### The request
In the rows below, how many lines contain the string "skier", matching case exactly? Reply with the number only.

==== Dataset extract ====

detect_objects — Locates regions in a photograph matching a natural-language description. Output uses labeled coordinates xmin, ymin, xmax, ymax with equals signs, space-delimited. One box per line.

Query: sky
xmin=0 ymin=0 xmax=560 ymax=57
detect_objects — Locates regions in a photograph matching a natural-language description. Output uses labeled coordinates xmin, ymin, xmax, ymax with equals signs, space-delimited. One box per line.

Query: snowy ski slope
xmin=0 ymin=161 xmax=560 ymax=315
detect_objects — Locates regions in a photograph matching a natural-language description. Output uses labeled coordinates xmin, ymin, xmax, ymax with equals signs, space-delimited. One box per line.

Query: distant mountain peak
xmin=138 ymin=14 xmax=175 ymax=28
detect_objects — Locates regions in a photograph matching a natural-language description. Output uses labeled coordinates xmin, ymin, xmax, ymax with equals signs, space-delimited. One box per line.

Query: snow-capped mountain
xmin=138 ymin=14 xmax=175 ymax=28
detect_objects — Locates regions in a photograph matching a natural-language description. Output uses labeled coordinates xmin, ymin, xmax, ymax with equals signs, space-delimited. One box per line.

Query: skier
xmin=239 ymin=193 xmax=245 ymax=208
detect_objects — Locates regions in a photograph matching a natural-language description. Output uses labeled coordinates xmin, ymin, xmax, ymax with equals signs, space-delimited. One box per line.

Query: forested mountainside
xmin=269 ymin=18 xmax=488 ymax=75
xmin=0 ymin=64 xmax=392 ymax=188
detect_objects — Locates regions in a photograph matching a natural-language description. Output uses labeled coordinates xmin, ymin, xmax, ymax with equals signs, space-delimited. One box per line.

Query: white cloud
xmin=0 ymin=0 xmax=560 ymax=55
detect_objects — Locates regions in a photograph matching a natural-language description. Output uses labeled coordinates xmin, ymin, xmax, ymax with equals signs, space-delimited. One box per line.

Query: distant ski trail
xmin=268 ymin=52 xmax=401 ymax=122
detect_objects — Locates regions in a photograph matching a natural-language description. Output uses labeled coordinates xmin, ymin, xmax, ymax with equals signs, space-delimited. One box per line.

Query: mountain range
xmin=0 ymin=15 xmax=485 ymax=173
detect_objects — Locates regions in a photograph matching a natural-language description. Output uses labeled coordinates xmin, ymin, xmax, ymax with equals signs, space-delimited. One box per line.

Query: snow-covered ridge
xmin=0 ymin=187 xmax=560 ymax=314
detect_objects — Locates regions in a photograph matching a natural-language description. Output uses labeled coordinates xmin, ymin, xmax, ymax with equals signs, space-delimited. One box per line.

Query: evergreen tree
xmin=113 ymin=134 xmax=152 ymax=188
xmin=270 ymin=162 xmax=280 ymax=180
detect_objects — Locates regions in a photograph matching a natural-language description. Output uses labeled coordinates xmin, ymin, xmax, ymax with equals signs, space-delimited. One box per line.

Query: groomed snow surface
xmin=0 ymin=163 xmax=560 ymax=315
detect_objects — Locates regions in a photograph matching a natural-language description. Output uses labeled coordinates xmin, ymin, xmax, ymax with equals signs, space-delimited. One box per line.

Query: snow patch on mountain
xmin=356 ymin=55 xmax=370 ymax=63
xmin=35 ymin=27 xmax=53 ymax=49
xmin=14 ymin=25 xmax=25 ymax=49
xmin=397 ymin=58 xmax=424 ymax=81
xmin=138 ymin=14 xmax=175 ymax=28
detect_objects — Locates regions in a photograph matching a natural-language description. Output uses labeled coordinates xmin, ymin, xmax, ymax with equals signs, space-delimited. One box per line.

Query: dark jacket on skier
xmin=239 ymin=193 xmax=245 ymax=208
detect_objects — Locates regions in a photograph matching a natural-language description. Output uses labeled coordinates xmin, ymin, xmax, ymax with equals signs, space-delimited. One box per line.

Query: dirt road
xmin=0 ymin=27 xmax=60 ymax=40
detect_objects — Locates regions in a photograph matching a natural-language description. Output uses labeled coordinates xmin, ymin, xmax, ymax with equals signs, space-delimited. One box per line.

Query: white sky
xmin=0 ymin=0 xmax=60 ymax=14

====

### Exercise answer
2